*Challenge*
Write out the whole listing again, exactly.
══ Data provided
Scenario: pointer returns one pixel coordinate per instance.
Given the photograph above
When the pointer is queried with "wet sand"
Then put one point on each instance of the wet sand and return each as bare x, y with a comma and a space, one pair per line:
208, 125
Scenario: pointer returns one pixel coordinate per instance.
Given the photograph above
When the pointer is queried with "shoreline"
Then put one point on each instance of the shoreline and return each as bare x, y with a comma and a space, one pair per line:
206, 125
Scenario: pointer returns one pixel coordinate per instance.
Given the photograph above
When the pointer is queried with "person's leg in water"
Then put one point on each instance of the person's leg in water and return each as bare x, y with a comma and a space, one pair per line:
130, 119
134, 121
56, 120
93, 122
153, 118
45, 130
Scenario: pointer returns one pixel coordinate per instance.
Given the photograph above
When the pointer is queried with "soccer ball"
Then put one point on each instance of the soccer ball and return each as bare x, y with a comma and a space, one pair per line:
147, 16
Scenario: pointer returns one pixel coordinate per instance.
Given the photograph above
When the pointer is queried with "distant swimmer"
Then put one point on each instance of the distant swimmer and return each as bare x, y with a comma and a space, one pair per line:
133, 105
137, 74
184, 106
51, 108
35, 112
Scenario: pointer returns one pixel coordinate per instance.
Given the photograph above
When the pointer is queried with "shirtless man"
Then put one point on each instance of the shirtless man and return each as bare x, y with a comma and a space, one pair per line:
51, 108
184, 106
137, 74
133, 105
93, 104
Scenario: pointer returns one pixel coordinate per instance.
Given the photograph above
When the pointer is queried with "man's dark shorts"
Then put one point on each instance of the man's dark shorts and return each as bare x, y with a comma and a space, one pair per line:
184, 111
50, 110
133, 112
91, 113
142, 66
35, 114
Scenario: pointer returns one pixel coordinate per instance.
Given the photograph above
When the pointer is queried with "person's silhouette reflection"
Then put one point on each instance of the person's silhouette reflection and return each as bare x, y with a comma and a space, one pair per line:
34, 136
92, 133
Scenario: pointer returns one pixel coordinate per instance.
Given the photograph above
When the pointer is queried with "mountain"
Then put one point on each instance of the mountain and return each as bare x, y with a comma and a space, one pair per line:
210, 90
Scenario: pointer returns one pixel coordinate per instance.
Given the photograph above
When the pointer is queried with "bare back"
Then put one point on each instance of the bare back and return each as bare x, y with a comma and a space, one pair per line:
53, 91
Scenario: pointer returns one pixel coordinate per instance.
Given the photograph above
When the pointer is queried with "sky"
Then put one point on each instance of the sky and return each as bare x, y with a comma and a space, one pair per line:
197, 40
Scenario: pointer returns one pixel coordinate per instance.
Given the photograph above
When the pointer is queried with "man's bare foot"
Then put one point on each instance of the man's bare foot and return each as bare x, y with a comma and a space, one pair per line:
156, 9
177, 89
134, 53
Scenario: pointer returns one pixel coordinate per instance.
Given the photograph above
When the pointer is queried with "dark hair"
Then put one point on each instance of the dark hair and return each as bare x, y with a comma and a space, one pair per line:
════
*Solution to the exercise*
Scenario: pointer returns one pixel coordinate per instance.
Given the photograph above
When the pointer is queried with "wet sand"
Then put one point on each instance of the wet sand and return each as bare x, y with a comma and a space, one pair per line:
208, 125
Scenario: pointer returns one pixel coordinate per instance.
Given the photograph above
When the pointer is queried with "shoreline"
Then put one point on each instance of the shoreline and return each as bare x, y with a comma and a space, one pair per line:
206, 125
Scenario: pointer returns one pixel coordinate per instance.
Given the photograph above
When the pointer is queried with "person's leg in water"
Then put one point on each instance of the person's leg in water and return each as bare x, y with a comma and a space, one pair per line:
130, 119
134, 121
56, 120
93, 122
153, 118
45, 130
Scenario: pointer returns one pixel coordinate per instance.
Given the photograph above
When the pointer is queried with "soccer ball"
Then put one point on each instance of the soccer ball and return each as bare x, y with a comma and a space, one pair per line:
147, 16
Scenario: pointer returns one pixel coordinate per instance.
Given the photograph above
When the pointer is queried with "distant swimmer"
Then put one point on each instance of the distant swimmer and return each as bare x, y with a comma and a space, one pair per line:
133, 105
137, 74
184, 106
51, 108
35, 112
Scenario: pointer returns one pixel coordinate per instance.
Given the photograph above
When the pointer is queried with "shirtless man"
Then put one point on each instance of the shirtless man and return each as bare x, y with a comma and a space, one pair per line:
51, 108
184, 106
137, 74
133, 105
93, 104
Scenario: pointer returns one pixel coordinate per instance.
Given the photograph above
When the pointer is queried with "man's dark shorts"
Then put one point on each instance of the man's dark shorts and return each as bare x, y with a comma and a space, one pair per line:
184, 111
50, 110
133, 112
91, 113
142, 66
35, 114
Scenario: pointer returns one pixel coordinate per instance.
Given the photograph above
When the pointer is queried with "person's silhouette reflection"
Then put one point on each instance of the person's silhouette reflection and return each as bare x, y with a comma and a space, one pair per line:
34, 136
92, 133
Scenario: pointer returns one pixel coordinate per instance.
Given the photograph above
When the pointer is queried with "mountain"
Then put one point on each instance of the mountain and return each as bare x, y with a comma and a space, one pair per line:
210, 90
Scenario: pointer returns one pixel coordinate per instance.
Given the photograph above
When the pointer is queried with "bare back"
Then put one point on each instance of the bare back and return each as bare x, y with a comma and a space, one pair per line:
53, 91
Scenario: pointer returns one pixel coordinate per instance.
Given the photograph above
When the pointer is queried with "sky"
Then put one point on each instance of the sky and return each as bare x, y with a comma and a space, one pair per line:
197, 40
Scenario: pointer returns one pixel coordinate per instance.
Given the photograph above
When the pointer is queried with "man's bare foot"
Then put one point on each instance of the man's bare foot and return each as bare x, y with a comma and a space, one pair per line:
156, 9
177, 89
134, 53
Scenario: pointer returns one pixel coordinate per instance.
Given the photograph above
When the pointer is queried with "dark hair"
Then put one point on each instance of the dark hair and return each as bare x, y with a comma and a space, one pair per line:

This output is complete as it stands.